==== Material shown
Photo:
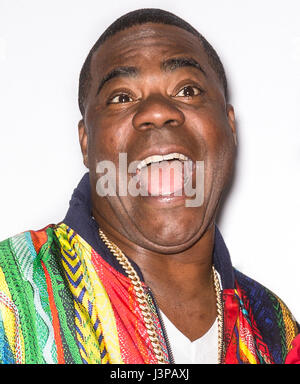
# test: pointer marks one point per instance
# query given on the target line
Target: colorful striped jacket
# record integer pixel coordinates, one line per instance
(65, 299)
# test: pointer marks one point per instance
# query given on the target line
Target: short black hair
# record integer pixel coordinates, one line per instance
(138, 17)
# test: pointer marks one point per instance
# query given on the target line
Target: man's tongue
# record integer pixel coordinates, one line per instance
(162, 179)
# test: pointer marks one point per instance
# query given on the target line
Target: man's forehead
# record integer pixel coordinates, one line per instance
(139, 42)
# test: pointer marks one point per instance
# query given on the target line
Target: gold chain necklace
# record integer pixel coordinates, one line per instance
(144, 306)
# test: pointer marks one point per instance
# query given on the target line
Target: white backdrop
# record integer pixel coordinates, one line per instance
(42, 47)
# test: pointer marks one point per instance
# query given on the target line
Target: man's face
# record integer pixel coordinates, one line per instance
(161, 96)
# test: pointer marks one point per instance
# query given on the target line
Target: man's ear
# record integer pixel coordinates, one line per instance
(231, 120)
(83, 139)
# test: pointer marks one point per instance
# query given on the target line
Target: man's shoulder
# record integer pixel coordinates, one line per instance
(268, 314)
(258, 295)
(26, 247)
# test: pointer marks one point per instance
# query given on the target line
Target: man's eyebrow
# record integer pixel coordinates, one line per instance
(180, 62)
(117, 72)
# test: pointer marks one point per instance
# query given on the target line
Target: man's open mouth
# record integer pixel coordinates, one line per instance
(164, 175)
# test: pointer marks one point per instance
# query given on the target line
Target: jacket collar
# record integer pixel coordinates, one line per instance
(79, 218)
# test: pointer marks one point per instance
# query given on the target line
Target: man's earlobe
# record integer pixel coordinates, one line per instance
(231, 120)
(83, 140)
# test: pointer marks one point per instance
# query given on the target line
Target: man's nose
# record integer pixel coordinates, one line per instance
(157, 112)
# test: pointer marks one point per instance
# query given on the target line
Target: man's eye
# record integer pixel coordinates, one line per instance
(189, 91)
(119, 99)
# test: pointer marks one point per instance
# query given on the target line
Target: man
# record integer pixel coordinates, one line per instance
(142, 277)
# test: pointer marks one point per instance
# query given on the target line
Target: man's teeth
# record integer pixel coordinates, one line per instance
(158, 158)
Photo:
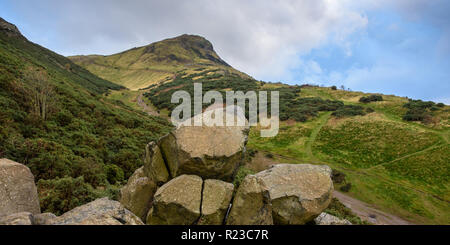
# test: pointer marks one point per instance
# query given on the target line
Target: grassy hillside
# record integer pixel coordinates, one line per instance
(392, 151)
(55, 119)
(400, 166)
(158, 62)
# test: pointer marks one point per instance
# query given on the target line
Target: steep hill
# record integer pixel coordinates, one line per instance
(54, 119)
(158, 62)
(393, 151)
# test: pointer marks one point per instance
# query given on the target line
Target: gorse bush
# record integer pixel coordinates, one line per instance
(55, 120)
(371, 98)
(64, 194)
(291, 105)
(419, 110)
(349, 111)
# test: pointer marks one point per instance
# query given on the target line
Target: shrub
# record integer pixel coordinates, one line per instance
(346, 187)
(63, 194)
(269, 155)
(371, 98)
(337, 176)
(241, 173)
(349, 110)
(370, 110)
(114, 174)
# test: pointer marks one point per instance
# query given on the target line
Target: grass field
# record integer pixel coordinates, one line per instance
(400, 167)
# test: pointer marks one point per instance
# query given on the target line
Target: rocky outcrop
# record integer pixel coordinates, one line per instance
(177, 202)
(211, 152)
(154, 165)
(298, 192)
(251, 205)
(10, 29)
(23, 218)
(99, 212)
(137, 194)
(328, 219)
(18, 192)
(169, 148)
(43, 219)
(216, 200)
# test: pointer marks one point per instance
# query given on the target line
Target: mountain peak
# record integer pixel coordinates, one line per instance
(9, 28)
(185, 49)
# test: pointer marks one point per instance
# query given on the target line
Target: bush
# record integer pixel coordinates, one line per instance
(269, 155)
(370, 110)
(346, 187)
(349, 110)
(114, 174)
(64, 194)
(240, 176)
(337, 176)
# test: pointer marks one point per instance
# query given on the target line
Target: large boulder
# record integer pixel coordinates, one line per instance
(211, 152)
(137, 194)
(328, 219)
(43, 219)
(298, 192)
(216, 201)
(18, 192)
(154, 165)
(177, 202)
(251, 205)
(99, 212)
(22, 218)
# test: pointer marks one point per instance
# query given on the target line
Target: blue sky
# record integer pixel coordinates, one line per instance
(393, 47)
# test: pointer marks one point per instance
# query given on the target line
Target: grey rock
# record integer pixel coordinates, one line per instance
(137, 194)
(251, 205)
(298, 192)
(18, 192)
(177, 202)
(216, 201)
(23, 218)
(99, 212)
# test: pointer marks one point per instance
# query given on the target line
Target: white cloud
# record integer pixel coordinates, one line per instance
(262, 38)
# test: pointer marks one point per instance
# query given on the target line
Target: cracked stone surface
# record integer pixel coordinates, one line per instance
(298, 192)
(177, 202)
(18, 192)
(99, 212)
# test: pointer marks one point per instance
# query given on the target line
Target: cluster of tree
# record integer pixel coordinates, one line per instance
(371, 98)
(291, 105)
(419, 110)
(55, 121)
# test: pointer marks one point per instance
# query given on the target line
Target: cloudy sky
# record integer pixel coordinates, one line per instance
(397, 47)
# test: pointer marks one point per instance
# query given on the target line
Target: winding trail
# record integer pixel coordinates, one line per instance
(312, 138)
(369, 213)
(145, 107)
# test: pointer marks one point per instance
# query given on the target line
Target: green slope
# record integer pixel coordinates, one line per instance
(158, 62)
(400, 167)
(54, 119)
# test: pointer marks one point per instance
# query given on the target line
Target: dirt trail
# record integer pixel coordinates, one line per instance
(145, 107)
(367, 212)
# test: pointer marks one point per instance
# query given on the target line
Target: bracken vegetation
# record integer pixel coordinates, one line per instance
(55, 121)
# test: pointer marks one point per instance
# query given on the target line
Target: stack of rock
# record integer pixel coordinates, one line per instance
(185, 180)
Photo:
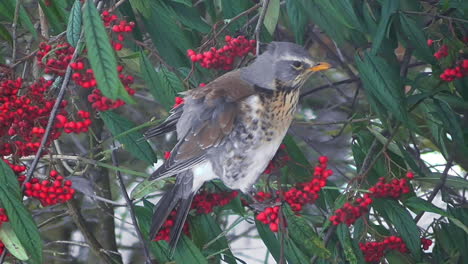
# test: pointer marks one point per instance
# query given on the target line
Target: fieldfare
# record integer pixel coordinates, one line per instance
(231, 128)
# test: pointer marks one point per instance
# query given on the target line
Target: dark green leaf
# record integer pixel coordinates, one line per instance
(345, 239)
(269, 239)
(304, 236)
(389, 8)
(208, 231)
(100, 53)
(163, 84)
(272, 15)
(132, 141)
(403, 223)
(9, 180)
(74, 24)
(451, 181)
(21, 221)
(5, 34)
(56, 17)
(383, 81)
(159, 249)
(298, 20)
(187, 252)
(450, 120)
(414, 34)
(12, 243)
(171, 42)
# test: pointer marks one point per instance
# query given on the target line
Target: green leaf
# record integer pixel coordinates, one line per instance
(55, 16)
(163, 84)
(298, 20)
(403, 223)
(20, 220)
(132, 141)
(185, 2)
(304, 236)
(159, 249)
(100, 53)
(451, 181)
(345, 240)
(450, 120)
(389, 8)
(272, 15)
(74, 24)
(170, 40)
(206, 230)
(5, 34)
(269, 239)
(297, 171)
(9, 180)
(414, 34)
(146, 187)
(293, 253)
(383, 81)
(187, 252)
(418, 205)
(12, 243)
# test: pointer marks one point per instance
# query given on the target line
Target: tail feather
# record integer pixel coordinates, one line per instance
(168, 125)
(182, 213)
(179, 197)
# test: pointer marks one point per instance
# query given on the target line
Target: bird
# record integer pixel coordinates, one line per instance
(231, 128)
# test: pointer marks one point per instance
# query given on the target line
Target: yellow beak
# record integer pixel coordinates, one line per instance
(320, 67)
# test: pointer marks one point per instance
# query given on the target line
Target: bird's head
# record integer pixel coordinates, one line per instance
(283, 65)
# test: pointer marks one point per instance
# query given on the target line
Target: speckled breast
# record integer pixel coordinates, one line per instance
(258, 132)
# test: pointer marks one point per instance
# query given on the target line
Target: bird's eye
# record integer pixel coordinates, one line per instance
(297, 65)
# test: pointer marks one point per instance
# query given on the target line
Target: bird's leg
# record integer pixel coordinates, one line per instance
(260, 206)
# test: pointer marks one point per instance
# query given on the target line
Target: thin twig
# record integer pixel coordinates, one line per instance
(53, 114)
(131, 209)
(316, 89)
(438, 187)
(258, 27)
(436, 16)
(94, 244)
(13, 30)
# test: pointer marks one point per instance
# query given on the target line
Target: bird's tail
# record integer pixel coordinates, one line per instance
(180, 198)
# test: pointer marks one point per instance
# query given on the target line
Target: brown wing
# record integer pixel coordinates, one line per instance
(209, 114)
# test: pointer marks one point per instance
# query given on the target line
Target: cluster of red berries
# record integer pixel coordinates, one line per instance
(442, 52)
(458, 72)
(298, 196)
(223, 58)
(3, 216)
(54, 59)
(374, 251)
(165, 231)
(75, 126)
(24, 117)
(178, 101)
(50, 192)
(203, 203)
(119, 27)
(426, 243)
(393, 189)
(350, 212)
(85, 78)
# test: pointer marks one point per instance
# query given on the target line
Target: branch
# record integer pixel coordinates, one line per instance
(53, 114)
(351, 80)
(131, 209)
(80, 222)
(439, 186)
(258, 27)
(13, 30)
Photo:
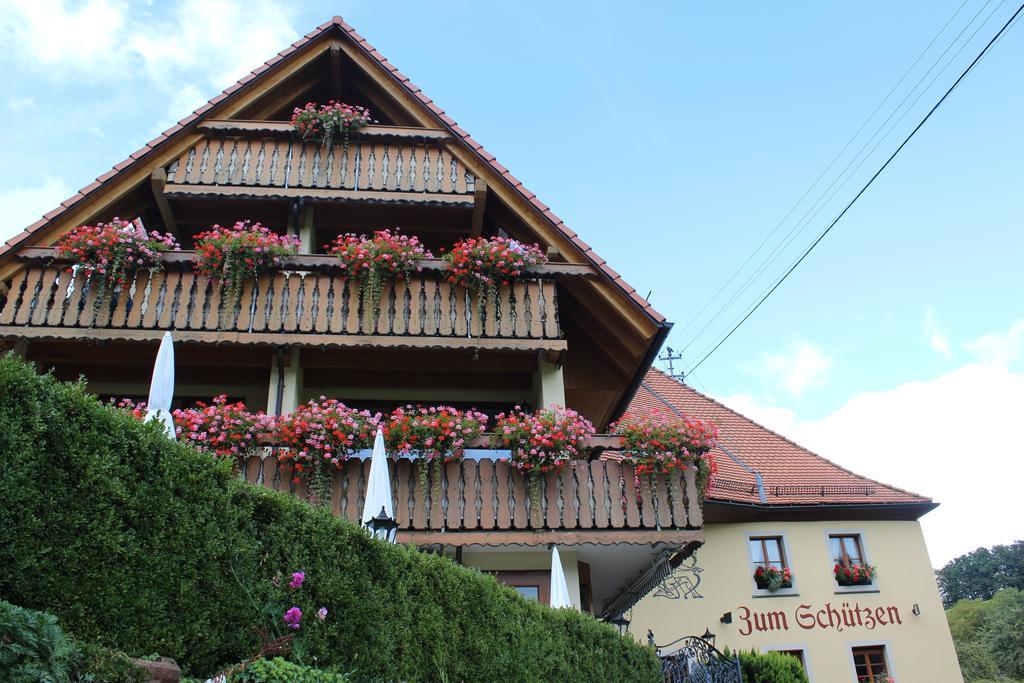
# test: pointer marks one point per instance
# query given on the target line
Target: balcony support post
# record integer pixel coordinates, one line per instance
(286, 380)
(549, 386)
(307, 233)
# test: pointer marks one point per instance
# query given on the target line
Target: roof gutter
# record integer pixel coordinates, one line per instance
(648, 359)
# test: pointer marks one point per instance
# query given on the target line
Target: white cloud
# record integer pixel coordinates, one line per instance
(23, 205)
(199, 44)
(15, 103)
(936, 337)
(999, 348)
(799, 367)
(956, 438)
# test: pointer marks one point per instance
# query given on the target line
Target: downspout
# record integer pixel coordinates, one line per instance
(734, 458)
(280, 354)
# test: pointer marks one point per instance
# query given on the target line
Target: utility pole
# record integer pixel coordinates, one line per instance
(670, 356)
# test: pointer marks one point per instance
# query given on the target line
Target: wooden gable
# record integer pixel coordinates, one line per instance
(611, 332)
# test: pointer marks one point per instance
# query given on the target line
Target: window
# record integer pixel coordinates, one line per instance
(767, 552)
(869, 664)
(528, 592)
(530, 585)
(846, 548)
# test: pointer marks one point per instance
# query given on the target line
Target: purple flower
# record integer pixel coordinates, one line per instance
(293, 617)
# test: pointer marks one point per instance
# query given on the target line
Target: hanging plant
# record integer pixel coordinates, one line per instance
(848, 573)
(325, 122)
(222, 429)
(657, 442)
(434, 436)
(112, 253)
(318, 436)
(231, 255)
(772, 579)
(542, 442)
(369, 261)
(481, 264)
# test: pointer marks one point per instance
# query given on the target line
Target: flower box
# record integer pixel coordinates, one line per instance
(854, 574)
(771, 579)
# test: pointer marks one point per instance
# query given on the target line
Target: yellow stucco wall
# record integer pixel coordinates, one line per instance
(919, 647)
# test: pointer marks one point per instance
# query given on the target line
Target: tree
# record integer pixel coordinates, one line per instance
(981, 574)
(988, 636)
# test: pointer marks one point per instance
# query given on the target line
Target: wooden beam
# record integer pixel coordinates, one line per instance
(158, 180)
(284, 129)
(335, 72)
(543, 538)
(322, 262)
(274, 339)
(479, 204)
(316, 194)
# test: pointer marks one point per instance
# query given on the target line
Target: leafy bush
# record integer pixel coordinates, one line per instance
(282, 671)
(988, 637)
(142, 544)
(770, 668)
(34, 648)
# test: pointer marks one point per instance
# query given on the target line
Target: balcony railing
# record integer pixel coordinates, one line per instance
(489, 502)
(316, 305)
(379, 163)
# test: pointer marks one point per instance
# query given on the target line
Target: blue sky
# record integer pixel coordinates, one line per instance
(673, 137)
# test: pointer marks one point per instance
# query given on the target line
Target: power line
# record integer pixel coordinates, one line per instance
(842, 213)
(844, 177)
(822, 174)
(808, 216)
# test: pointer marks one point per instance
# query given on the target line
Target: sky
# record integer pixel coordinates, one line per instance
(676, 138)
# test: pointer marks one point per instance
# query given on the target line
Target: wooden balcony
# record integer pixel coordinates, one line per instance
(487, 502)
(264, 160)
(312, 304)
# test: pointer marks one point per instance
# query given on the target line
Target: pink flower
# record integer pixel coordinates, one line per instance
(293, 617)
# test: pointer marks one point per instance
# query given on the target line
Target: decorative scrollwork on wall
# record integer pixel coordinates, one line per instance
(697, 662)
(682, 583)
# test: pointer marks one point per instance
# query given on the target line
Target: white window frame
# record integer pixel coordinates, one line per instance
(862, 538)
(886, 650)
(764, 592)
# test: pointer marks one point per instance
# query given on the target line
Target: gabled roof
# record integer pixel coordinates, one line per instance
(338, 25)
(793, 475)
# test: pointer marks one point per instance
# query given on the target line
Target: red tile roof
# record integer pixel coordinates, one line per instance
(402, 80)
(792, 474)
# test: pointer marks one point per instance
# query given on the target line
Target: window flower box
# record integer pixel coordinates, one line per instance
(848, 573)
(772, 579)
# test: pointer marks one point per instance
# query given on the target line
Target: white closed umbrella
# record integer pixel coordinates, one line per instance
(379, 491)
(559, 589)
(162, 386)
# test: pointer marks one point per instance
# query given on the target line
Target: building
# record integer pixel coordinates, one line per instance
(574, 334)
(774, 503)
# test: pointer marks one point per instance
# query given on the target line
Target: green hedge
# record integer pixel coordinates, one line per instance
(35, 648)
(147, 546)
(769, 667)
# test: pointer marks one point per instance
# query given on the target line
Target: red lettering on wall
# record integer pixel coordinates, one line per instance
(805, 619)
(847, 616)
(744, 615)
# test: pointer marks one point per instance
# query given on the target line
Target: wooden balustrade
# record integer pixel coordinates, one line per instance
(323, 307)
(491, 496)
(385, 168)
========
### Your instructions
With all pictures removed, reproduce the lines from the top of the entries above through the line containing "Target: man's eyebrow", exactly as written.

### Solution to this problem
Photo:
# test: pointer marks one point per instance
# query given on the target line
Target: colorful striped jacket
# record integer pixel coordinates, one line per instance
(65, 299)
# test: pointer marks one point per instance
# query given on the target line
Target: short black hair
# record integer pixel coordinates, one line per instance
(138, 17)
# test: pointer marks one point per instance
# query given on the target line
Target: man's tongue
# record integer pixel coordinates, one line per instance
(162, 179)
# test: pointer marks one point per instance
# query given on the target line
Target: man's forehead
# record integer pixel coordinates, one line per instance
(139, 42)
# test: pointer marks one point per instance
# query given on the target line
Target: gold chain necklace
# record integer pixel coordinates, one line per instance
(144, 306)
# test: pointer marks one point per instance
# query given on the target line
Target: white backdrop
# record integer pixel coordinates, one line per instance
(42, 47)
# test: pointer marks one point per instance
# query given on the target line
Target: man's face
# record integer pixel coordinates, one line per instance
(161, 96)
# test: pointer marks one point per instance
# query given on the target line
Target: man's ear
# record integer pixel coordinates, one line per instance
(231, 120)
(83, 139)
# test: pointer marks one point per instance
# query given on the target line
Target: man's shoulder
# record integer pixel coordinates, one line per instance
(268, 314)
(258, 295)
(26, 247)
# test: pointer marks one point per instance
# query given on the target line
Target: man's eyebrow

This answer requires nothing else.